___ Selected excerpt ___

The Great Ethanol Scam
theodp writes "Over at BusinessWeek, Ed Wallace is creating quite a stir, reporting that not only is ethanol proving to be a dud as a fuel substitute, but there is increasing evidence that it is destroying engines in large numbers. Before lobbyists convince the government to increase the allowable amount of ethanol in fuel to 15%, Wallace suggests it's time to look at ethanol's effect on smog, fuel efficiency, global warming emissions, and food prices. Wallace concedes there will be some winners if the government moves the ethanol mandate to 15% — auto mechanics, for whom he says it will be the dawn of a new golden age."
It's next to impossible to find a gas station that does not have Ethanol in it's fuel. It doesn't help that two huge ADM plants are with in 90 minutes of where I live. Regardless, there is a single Shell station in the area that has 93 octane V-power that is without ethanol. The cost different of $0.30/gal is offset by the noticeable decrease in fuel consumption, increased power, and smoothing the idle. Yes, my car is tuned to require at least 91 octane.
"There might be intelligent beings created by God in outer space even if there are none here on Earth." -Anonymous
E85 is garbage. Why do you think the government has to subsidize it by about 40 cents per gallon? If it was that good of a fuel, it could stand on its own. Corn / Farm lobby + enviro wackos = total failure.
According to TFA, in many cases fuel lines or fuel pumps have been destroyed by fuel with increased ethanol content.
This seems credible because similar problems are known with biodiesel (see http://en.wikipedia.org/wiki/Biodiesel#Material_compatibility). But there are materials that can handle the ethanol, they just need to be used in new cars and eventually most cars in existence will have them.
The real question is how large the net energy gain from using ethanol actually is. If TFA's assertion that it is a net energy loser are correct, that would be a far bigger problem.
C - the footgun of programming languages
The part I loved most about the steaming biased crock of crap that is the article is the comment that E85 (15% Ethanol) means a 30% drop in mileage.
So E0 (100% ethanol) would be a drop of 200% in mileage? Does that mean you fuel with Ethanol and your car goes backwards?
Hate to burst your bubble, but E85 is 85% ethanol. And it's quite apparent that you know nothing of math or energy density. The energy density of ethanol is about 26 MJ/kg whereas the energy density of gasoline is almost twice that at about 45 MJ/kg. So to answer your last quesion, you'd most likely get less than half the mileage out of your car if you used E100 (100% ethanol). BTW E0 is 0% ethanol, ie pure gasoline.
I'm sorry, but your argument is bullshit.

___

* _Directive_
Answer these questions from the ethanol discussion:
1. What ethanol percentage do lobbyists want the government to allow in fuel?
2. What octane rating does the V-power fuel at the single Shell station have?
3. What energy density does the ethanol discussion give for ethanol and for gasoline?
The rows aren't needed for this.

___ Record extracts ___

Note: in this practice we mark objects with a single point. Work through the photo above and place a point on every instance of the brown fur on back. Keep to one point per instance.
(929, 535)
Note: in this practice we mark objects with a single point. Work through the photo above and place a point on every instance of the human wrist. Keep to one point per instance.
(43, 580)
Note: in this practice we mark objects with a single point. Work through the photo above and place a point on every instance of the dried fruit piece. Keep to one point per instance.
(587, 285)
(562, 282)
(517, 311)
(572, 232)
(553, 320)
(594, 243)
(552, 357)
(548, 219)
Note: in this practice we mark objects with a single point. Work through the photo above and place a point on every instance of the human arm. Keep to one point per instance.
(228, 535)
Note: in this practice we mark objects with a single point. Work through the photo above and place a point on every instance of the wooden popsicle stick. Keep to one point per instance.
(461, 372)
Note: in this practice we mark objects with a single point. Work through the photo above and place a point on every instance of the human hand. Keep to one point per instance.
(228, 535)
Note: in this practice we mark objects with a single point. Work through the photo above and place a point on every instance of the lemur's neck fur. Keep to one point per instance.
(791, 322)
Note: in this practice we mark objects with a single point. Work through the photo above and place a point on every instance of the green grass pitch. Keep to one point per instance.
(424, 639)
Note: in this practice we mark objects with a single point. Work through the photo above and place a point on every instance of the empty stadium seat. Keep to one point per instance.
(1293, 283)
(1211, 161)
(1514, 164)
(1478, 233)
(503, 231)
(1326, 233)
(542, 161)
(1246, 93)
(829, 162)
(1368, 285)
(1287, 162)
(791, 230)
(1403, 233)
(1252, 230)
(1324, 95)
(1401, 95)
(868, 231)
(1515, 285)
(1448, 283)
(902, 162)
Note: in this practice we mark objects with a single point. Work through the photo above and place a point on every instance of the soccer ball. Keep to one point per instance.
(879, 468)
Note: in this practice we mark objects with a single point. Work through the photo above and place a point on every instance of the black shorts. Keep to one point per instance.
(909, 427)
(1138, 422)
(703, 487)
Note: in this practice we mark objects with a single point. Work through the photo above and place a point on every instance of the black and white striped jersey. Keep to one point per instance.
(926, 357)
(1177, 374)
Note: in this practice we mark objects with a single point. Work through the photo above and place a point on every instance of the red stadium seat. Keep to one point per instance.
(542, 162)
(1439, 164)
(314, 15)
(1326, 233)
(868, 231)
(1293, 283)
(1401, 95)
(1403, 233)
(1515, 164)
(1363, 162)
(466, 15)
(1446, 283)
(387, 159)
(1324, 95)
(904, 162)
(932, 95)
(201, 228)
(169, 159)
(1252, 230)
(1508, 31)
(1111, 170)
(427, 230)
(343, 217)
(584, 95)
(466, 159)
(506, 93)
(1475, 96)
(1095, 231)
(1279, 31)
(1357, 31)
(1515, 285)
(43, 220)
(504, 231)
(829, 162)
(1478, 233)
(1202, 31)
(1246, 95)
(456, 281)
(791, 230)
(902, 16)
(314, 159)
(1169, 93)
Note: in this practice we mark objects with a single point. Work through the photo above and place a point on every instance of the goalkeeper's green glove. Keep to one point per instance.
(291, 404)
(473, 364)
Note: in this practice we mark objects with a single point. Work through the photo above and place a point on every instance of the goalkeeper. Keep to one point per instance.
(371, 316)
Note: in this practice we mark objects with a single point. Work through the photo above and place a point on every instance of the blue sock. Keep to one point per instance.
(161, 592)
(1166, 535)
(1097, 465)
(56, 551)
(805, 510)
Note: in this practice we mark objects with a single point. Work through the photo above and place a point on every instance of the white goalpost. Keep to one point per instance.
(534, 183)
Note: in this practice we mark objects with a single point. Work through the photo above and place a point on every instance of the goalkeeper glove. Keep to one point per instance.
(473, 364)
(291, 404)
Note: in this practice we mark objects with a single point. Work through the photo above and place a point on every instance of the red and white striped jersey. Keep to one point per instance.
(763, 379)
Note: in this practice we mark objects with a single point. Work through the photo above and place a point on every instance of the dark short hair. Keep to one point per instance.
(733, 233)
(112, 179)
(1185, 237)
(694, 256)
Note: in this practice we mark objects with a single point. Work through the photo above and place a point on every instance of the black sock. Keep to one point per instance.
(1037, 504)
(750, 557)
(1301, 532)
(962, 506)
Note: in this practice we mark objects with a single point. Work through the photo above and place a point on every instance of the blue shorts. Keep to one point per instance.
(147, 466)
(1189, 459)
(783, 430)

___

* _Expected answer_
1. 15%
2. 93 octane
3. Ethanol is about 26 MJ/kg, and gasoline is about 45 MJ/kg.